● REQUIRED TASKS
A) In the Cockpit OnExit thread, what value did echo %errorlevel% return after cockpit finished?
B) Please carry the Cockpit OnExit thread forward from its last comment.

● EXTRACT PROVIDED
#####

I can't reproduce this in Linux (Python 3.7.3 in Debian 10). Since you're already starting cockpit from command line, is there anything else being printed there when this (not having OnExit showing on the log file)? What's the return code in those cases?

Also, could, could it be that Cockpit exit without closing/flushing the log file? Try adding cockpit.util.logger.log.flush() as well.

carandraug commented 2 years ago

Also, could, could it be that Cockpit exit without closing/flushing the log file? Try adding cockpit.util.logger.log.flush() as well.

Seems that flush is a method for the handler. So try this instead:

for handler in cockpit.util.logger.log
    handler.flush()

and add logging.shutdown() to the end of OnExit method.

Jakob-We commented 2 years ago

Seems that flush is a method for the handler. So try this instead:

for handler in cockpit.util.logger.log
    handler.flush()

When adding this I once got an TypeError: 'RootLogger' object is not iterable so I changed it to:

for handler in cockpit.util.logger.log.handlers:
handler.flush()
cockpit.util.logger.log.shutdown()

and add logging.shutdown() to the end of OnExit method.

Adding that gives a NameError: name 'logging' is not defined so I changed it as above.

The errors where printed to the console.

But the problem is since then I never could get the "OnExit" line in the log file even after starting cockpit over 20 times. Even restarted my PC in between. I also run cockpit with the --debut flag, I will attach that log file: 20220928_Wed-0711.log And tried a few times to start cockpit with those lines removed again, but still didnt got the "OnExit".

I can't reproduce this in Linux (Python 3.7.3 in Debian 10). Since you're already starting cockpit from command line, is there anything else being printed there when this (not having OnExit showing on the log file)? What's the return code in those cases?

If the debug flag is not set the log file is empty, but I tried to add a log to the OnInit method and that then shows up. The thing is I became aware of this problem because my own device onExit() was only run sometimes, so I setup a new venv and installed the newest dev version of cockpit (cloned it from github) and tried to recreate that problem. About the return code I am not sure if thats the correct way to access it on windows but what I did was run echo %errorlevel% after cockpit finished and that returned -1073741819.

and add logging.shutdown() to the end of OnExit method.

juliomateoslangerak commented 1 year ago

I've being trying to debug the onExit calls on the executor and I cannot manage to see if it is executed. I tried in different places

None of this pints to an execution of the onExit methods.

Is there a way to test this further?

iandobbie commented 1 year ago

Hi Julio,

I have no idea but have run into similar problems trying to fix the seg fault on exit on the Mac. We should maybe discus it next week at the development meeting (Tuesday 9th May)

carandraug commented 1 year ago

None of this pints to an execution of the onExit methods.

Is there a way to test this further?

At that stage, to check if OnExit is being called, I would just create an empty file somewhere (that you know you will have the right permissions).

juliomateoslangerak commented 1 year ago

I did so and an empty file is created at the call of CockpitApp.OnInit but not at either CockpitApp.OnExit, niCRIOFPGA.onExit or microscopeDevice.MicroscopeBase.onExit

iandobbie commented 1 year ago

How about trapping the wx.EVT_CLOSE and see if that is triggered?

#####

● STORED DATA
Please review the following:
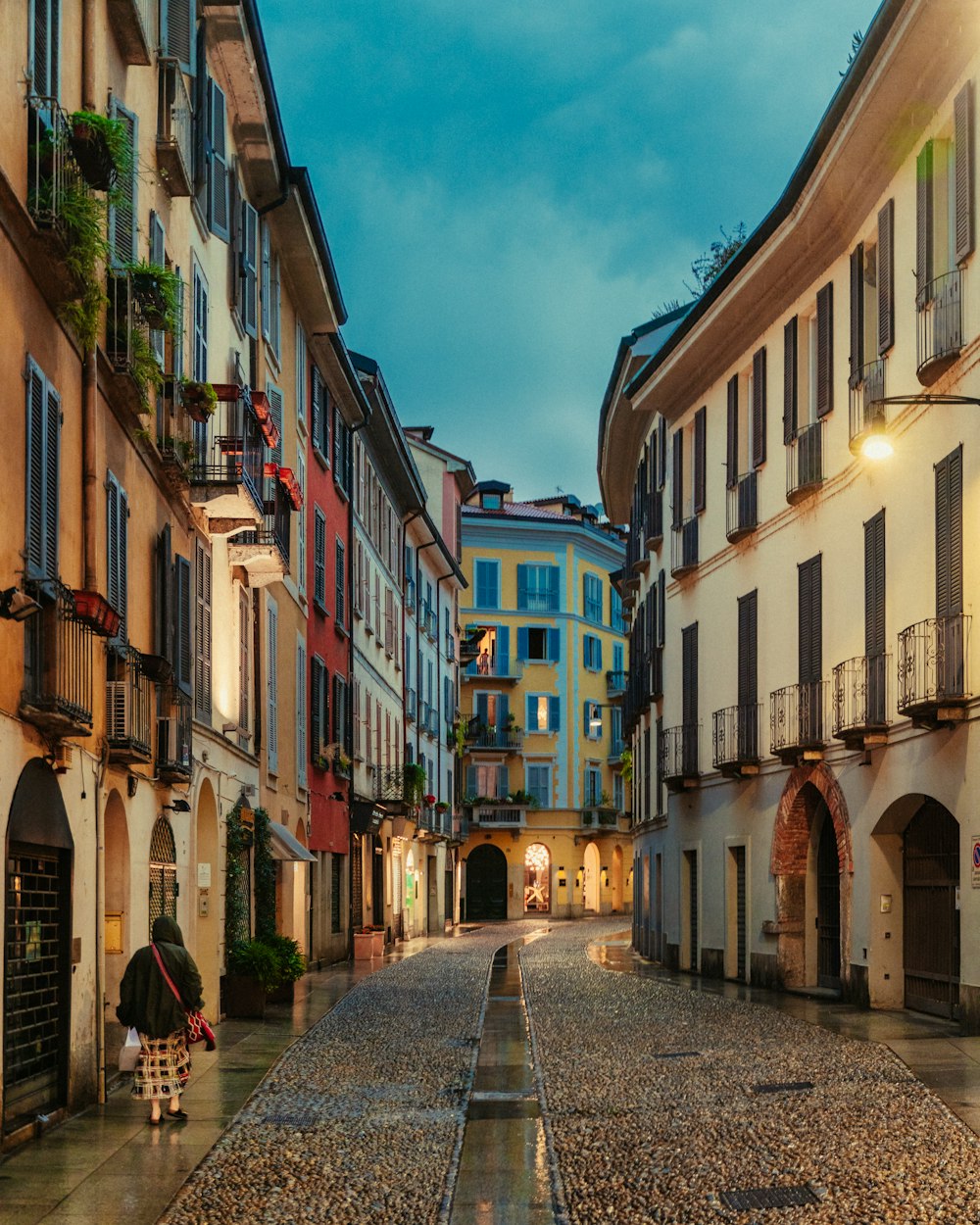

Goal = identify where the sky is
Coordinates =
[260,0,877,503]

#####

● ANSWERS TO THE EXERCISES
A) -1073741819

B)
carandraug commented 1 year ago

Could it be we're doing something silly on MainWindow.OnClose that prevents CockpitApp.OnExit from being called properly? Maybe comment out MainWindow.OnClose and its binding to wx.EVT_CLOSE and see. If commenting that out, means that CockpitApp.OnExit is called, maybe we're doing something wrong (like we're manually destroying the windows and I forget why).

juliomateoslangerak commented 1 year ago

I commented that out but no changes. No files are created and cockpit closes

without that commented out, OnClose is called by the wx._core.CloseEvent

iandobbie commented 1 year ago

Julio apparently solved his immediate issue with a function to close the open network connection bound to delete on the connection object for the FPGA executor.

carandraug commented 1 year ago

Without Windows, I can't reproduce this (python 3.7 and wxPython 4.1.1).

With this minimal example, is OnExit called for you?

import wx

class TestMainWindow(wx.Frame):
    def __init__(self):
        super().__init__(parent=None)
        self.Bind(wx.EVT_CLOSE, self.OnClose)

    def OnClose(self, event):
        print("TestMainWindow.OnClose() called")
        if event.CanVeto():
            print("TestMainWindow.OnClose() skipping event")
            event.Skip()
        else:
            print("TestMainWindow.OnClose() not skipping event")

class TestApp(wx.App):
    def OnInit(self):
        main_window = TestMainWindow()
        main_window.Show()
        return True

    def OnExit(self):
        print("TestApp.OnExit() called")
        return super().OnExit()

app = TestApp()
app.MainLoop()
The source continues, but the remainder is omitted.